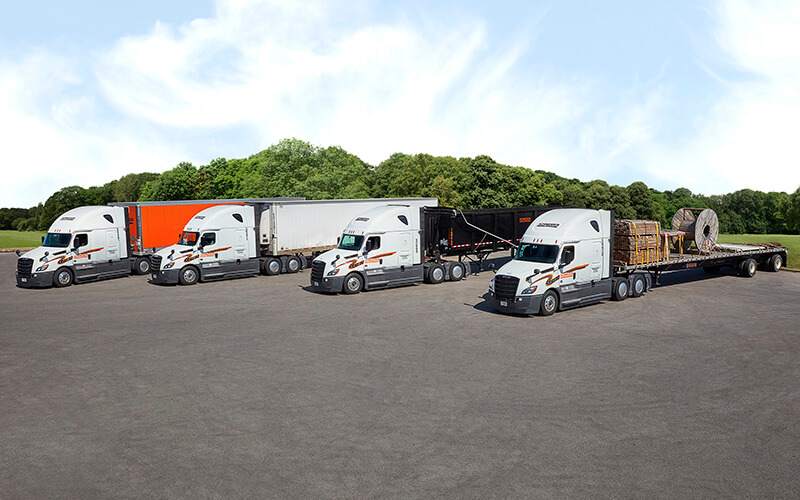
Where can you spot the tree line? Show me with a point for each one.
(296, 168)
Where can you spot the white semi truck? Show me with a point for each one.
(234, 241)
(565, 260)
(399, 245)
(101, 242)
(85, 244)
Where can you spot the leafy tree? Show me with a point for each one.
(175, 184)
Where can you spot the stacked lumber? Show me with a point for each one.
(639, 242)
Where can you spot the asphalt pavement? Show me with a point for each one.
(260, 388)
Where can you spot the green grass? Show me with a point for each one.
(790, 241)
(20, 239)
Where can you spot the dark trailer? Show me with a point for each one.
(466, 233)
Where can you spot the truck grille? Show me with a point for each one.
(505, 287)
(24, 266)
(317, 270)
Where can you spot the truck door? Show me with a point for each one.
(404, 249)
(240, 244)
(595, 260)
(112, 245)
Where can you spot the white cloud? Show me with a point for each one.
(50, 136)
(374, 89)
(309, 70)
(749, 139)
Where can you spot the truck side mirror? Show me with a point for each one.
(567, 257)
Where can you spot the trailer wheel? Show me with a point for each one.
(638, 286)
(620, 289)
(142, 265)
(272, 266)
(549, 303)
(457, 271)
(775, 263)
(353, 283)
(436, 274)
(63, 277)
(748, 268)
(293, 264)
(189, 275)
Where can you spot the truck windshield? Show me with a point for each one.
(188, 238)
(537, 253)
(351, 242)
(56, 240)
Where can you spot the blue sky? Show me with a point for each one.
(697, 94)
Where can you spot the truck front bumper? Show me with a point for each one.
(332, 284)
(165, 277)
(525, 304)
(35, 280)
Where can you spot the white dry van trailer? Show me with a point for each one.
(565, 260)
(234, 241)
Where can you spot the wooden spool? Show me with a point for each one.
(703, 230)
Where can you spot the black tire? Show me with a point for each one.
(293, 265)
(189, 276)
(457, 271)
(272, 266)
(436, 274)
(621, 288)
(142, 265)
(775, 263)
(549, 303)
(638, 285)
(353, 283)
(747, 268)
(63, 277)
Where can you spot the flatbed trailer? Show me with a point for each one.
(731, 255)
(566, 259)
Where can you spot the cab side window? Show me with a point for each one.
(373, 243)
(208, 239)
(80, 240)
(567, 255)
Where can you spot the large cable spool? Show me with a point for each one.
(703, 229)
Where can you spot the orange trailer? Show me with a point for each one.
(157, 224)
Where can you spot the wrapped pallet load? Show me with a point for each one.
(639, 242)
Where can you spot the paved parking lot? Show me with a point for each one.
(260, 388)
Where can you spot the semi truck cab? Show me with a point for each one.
-=-=-
■ **EXERCISE AIM**
Retype every line of the records above without changing a word, and leave the pictures out of your copy.

■ **RIGHT ANSWER**
Where can you spot the tree line? Show me with a point for each one.
(296, 168)
Where can you spot the white semi truck? Show me with a point for each one.
(234, 241)
(565, 260)
(399, 245)
(101, 242)
(85, 244)
Where can you spot the leafy tree? Show me with a point for each one.
(175, 184)
Where can you spot the stacked lumber? Show me with a point for each one.
(639, 242)
Where can you spot the asphalt pavement? Show me with a point for each one.
(260, 388)
Where can you spot the green grass? Show me with a point for each one.
(790, 241)
(20, 239)
Where can you spot the dark trailer? Show me with a point for each one.
(466, 233)
Where can you spot the truck grille? Show me with a point for each one.
(505, 287)
(24, 266)
(317, 270)
Where can you spot the truck door? Show me with a point for each one.
(404, 249)
(240, 244)
(595, 260)
(112, 245)
Where can you spot the white cloud? Show me with a point for each one.
(50, 136)
(374, 89)
(309, 70)
(749, 139)
Where can you spot the truck side mirror? Show me with a point for each one.
(567, 257)
Where can you spot the trailer wheel? Show me with a point for each one.
(638, 286)
(620, 289)
(142, 265)
(272, 266)
(549, 303)
(457, 271)
(775, 263)
(353, 283)
(436, 274)
(63, 277)
(748, 268)
(293, 264)
(189, 275)
Where can you spot the truck windshield? Show me with a point for each one.
(188, 238)
(537, 253)
(351, 242)
(56, 240)
Where can you spot the blue sky? Show me with a point for each one.
(697, 94)
Where can you spot the truck front bumper? Show me with a point for each one.
(332, 284)
(165, 277)
(525, 304)
(35, 280)
Where can you spot the white dry van trailer? Show me with a point for each one.
(565, 260)
(234, 241)
Where can you spot the wooden spool? Show me with a point for each one.
(703, 230)
Where can you spot the black tire? Show me with a point for each one.
(293, 265)
(189, 276)
(457, 271)
(272, 266)
(436, 274)
(621, 288)
(142, 265)
(775, 263)
(549, 303)
(638, 285)
(353, 283)
(747, 268)
(63, 277)
Where can you spot the flatbed trailer? Show me with a point for each one.
(731, 255)
(566, 259)
Where can you spot the cab side window? Show me with a point for each one.
(373, 243)
(208, 239)
(80, 240)
(567, 255)
Where can you spot the large cable spool? Show me with a point for each one.
(703, 229)
Where can you spot the orange trailer? Show me with a point for each one.
(157, 224)
Where can you spot the wrapped pallet load? Show me with a point for each one.
(639, 242)
Where can you spot the paved parking lot? Show me with a point for each one.
(260, 388)
Where can you spot the semi truck cab? Show me with a point for each one.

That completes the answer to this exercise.